# Directive:
Please rewrite the data below, replacing each "giving the position of each instance" with "marking each occurrence" and keeping everything else the same.

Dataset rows
+ + +

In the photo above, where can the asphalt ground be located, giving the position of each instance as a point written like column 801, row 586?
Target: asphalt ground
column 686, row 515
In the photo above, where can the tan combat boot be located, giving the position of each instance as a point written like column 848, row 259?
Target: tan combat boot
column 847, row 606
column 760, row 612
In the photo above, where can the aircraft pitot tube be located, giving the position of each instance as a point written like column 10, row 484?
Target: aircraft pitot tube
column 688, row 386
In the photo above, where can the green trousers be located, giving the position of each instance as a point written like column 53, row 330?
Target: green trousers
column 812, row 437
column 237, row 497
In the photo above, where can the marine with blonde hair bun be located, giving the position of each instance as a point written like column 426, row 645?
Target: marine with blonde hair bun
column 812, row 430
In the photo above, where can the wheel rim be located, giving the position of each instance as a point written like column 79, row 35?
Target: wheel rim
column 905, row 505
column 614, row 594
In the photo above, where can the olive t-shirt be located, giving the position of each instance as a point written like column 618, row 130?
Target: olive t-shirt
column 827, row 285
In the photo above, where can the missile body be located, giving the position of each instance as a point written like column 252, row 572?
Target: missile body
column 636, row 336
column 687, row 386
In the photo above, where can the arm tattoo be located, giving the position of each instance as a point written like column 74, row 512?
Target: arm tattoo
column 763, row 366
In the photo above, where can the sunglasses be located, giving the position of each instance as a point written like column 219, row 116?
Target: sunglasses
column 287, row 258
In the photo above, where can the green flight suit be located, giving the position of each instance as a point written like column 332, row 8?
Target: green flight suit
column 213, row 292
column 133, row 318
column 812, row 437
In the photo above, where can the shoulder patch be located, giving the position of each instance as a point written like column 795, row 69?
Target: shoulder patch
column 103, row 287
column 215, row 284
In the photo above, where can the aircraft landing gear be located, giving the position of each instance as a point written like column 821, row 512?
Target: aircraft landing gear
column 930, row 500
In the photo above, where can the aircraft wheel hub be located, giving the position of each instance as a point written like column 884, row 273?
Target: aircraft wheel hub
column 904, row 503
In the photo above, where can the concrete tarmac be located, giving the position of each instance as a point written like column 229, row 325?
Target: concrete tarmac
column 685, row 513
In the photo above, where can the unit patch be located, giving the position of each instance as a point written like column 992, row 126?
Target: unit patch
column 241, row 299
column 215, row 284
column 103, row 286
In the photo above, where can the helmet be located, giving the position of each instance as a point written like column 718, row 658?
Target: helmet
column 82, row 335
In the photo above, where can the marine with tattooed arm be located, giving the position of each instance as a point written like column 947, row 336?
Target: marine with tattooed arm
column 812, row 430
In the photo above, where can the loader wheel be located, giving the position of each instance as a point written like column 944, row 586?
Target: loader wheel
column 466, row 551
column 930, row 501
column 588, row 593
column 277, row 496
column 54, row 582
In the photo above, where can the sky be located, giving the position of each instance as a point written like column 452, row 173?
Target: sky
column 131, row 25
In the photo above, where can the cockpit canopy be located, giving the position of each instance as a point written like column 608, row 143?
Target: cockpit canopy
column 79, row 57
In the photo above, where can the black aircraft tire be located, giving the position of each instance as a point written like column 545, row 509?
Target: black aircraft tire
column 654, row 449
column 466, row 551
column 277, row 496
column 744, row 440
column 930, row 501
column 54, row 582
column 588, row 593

+ + +

# The completed task:
In the photo above, where can the asphalt ground be located, marking each occurrence as a point written like column 801, row 586?
Target: asphalt ground
column 686, row 515
In the photo above, where can the tan combat boot be located, marking each occurrence as a point written like column 848, row 259?
Target: tan combat boot
column 847, row 606
column 760, row 612
In the photo above, where can the aircraft pitot tube be located, marking each occurrence as a point written like column 10, row 484?
Target: aircraft pitot tube
column 688, row 386
In the photo above, where can the green trousers be located, marking each occurrence as a point written like column 53, row 330?
Target: green trousers
column 812, row 437
column 237, row 497
In the photo above, where can the marine with blonde hair bun be located, marking each occurrence as a point written like column 426, row 645?
Target: marine with blonde hair bun
column 812, row 430
In the photo above, where can the wheel rim be located, marking each occurrence as a point written like column 79, row 35?
Target: wheel rim
column 905, row 505
column 614, row 594
In the photo above, where can the olive t-shirt be located, marking each occurrence as a point written like column 618, row 130?
Target: olive t-shirt
column 827, row 285
In the photo above, where can the missile body be located, marking each occurrence as a point written like column 252, row 572?
Target: missile body
column 636, row 336
column 687, row 386
In the photo above, where can the arm tattoo be located, marking each occurrence as a point written like column 74, row 512?
Target: arm tattoo
column 763, row 366
In the photo above, where can the sunglasses be located, marking each occurrence as a point written like column 219, row 116?
Target: sunglasses
column 287, row 258
In the photo above, where can the green flight suit be located, marking each occurrence as a point written like column 332, row 8?
Target: green flight suit
column 213, row 292
column 133, row 318
column 812, row 437
In the photo above, where can the shoulder patch be located, marking each occurrence as a point written like column 795, row 69?
Target: shoulder patch
column 103, row 287
column 215, row 284
In the photo above, where can the aircraft landing gear be located, marking each occurrence as a point written like column 821, row 512?
Target: aircraft landing gear
column 930, row 500
In the photo above, where can the aircraft wheel hub be located, marking each occurrence as a point written like column 884, row 273?
Target: aircraft wheel hub
column 904, row 503
In the photo above, where can the concrete tarmac be located, marking each occurrence as a point written like column 229, row 325?
Target: concrete tarmac
column 685, row 513
In the photo above, where can the unit patch be located, marking each occurrence as a point written like column 992, row 126?
Target: unit patch
column 241, row 299
column 215, row 284
column 103, row 286
In the photo above, where can the helmet be located, marking each occurrence as a point written like column 718, row 658?
Target: helmet
column 82, row 335
In the photo above, where can the marine with tattooed arm be located, marking each occurrence as a point written like column 947, row 336?
Target: marine with tattooed arm
column 812, row 430
In the photo above, where can the loader wheel be located, marking each occurrence as a point written like column 944, row 586?
Target: loader wheel
column 466, row 551
column 930, row 501
column 588, row 593
column 277, row 496
column 54, row 582
In the photo above, where can the sky be located, marking each occurrence as a point written like column 452, row 173?
Target: sky
column 131, row 25
In the photo above, where can the cockpit canopy be located, marking each occurrence as a point written like column 608, row 143?
Target: cockpit canopy
column 79, row 57
In the photo above, where can the black aircraft tire be located, marking each occurrence as a point written like column 545, row 509?
Target: black aircraft tire
column 654, row 449
column 466, row 551
column 277, row 496
column 744, row 440
column 930, row 501
column 54, row 582
column 588, row 593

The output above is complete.